▶ _Texte à lire_:
● ● ● ● ●

Dans l’ATF 135 V 279, le Tribunal fédéral a reconnu que, sur la base des normes pertinentes (art. 15 al. 1-3 et art. 34 al. 1 LAA; art. 22 al. 2 et 4, art. 23 s. ainsi qu’art. 44 s. OLAA) aucune solution spécifique n’est prévue pour la constellation à apprécier en l’espèce – l’assuré avait quitté la vie active lors de l’éclosion de la maladie professionnelle parce qu’il avait atteint l’âge de la retraite AVS et n’est donc plus (plus) assuré.

Le concept de la LAA repose sur l’hypothèse que l’événement assuré s’est produit à un moment où l’assuré exerce encore une activité professionnelle.

Dans des cas comme celui qui nous occupe, l’assurance-accidents constitue, à titre exceptionnel, une assurance pour les personnes n’exerçant pas d’activité professionnelle et pour lesquelles il n’existe aucune réglementation pertinente en matière de calcul de rente (cf. ALFRED MAURER, Schweizerisches Unfallversicherungsrecht, 1985, p. 362).

● ● ● ● ●

▶ _Données disponibles_:
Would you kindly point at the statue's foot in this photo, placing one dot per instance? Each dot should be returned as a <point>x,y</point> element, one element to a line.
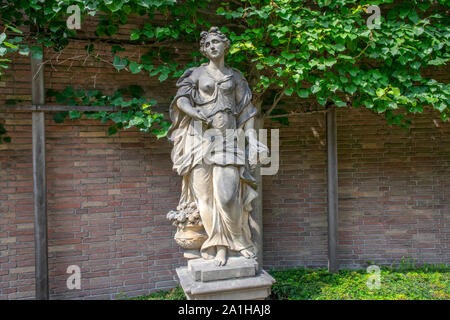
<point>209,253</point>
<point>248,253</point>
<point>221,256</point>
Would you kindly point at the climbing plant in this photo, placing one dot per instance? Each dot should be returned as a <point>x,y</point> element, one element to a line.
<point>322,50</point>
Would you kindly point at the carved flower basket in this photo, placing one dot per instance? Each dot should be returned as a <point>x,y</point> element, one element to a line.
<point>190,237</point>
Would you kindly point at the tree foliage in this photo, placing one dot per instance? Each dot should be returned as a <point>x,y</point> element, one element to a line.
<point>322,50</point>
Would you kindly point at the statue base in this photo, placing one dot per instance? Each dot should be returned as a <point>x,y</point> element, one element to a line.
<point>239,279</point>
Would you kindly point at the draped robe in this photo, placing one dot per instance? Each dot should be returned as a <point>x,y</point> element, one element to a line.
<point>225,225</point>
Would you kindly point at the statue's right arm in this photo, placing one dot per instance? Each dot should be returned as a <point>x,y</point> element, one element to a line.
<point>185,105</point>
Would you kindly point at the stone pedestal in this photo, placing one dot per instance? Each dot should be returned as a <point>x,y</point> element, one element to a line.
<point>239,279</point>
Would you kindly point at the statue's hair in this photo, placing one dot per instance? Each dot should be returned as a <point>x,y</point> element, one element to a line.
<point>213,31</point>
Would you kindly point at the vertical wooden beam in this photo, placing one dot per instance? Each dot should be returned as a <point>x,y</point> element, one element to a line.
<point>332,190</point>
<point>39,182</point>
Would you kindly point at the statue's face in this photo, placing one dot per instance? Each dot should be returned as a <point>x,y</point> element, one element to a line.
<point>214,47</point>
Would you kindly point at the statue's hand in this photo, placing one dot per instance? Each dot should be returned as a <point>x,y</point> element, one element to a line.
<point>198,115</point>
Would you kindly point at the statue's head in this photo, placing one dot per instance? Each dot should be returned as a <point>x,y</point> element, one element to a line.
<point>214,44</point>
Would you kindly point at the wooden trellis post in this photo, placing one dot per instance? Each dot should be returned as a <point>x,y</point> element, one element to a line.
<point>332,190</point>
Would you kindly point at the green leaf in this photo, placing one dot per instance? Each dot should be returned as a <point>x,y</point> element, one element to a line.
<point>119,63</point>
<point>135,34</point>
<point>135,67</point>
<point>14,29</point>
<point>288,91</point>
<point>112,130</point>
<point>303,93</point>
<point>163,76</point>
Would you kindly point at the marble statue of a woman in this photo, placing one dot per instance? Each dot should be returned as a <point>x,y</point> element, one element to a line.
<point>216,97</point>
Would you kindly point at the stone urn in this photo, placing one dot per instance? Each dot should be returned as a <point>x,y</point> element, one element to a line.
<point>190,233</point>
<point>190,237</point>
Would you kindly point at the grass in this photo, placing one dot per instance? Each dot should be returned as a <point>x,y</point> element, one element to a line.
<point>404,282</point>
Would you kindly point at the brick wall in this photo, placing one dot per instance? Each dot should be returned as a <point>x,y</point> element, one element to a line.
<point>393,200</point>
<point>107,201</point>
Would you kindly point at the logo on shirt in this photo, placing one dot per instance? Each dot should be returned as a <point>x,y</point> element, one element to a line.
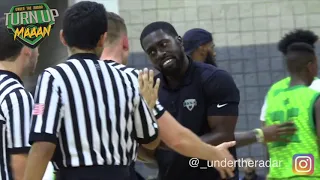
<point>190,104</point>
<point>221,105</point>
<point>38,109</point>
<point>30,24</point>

● ● ● ● ●

Recopiez mot pour mot tout le texte sur l'assurance-accidents. Basez-vous seulement sur le texte.

▶ _Réponse_:
Dans l’ATF 135 V 279, le Tribunal fédéral a reconnu que, sur la base des normes pertinentes (art. 15 al. 1-3 et art. 34 al. 1 LAA; art. 22 al. 2 et 4, art. 23 s. ainsi qu’art. 44 s. OLAA) aucune solution spécifique n’est prévue pour la constellation à apprécier en l’espèce – l’assuré avait quitté la vie active lors de l’éclosion de la maladie professionnelle parce qu’il avait atteint l’âge de la retraite AVS et n’est donc plus (plus) assuré.

Le concept de la LAA repose sur l’hypothèse que l’événement assuré s’est produit à un moment où l’assuré exerce encore une activité professionnelle.

Dans des cas comme celui qui nous occupe, l’assurance-accidents constitue, à titre exceptionnel, une assurance pour les personnes n’exerçant pas d’activité professionnelle et pour lesquelles il n’existe aucune réglementation pertinente en matière de calcul de rente (cf. ALFRED MAURER, Schweizerisches Unfallversicherungsrecht, 1985, p. 362).